Exact copies of all the entries are needed.

The data START

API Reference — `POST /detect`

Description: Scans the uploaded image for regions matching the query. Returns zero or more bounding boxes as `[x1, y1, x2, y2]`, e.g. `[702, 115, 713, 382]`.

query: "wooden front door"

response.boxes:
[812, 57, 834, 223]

The data END

= Result for this task =
API Reference — `POST /detect`

Description: Scans the uploaded image for regions matching the query. Returns zero or more bounding boxes as `[x1, y1, x2, y2]`, e.g. `[702, 115, 713, 382]`.

query: "wooden front door"

response.boxes:
[812, 57, 834, 223]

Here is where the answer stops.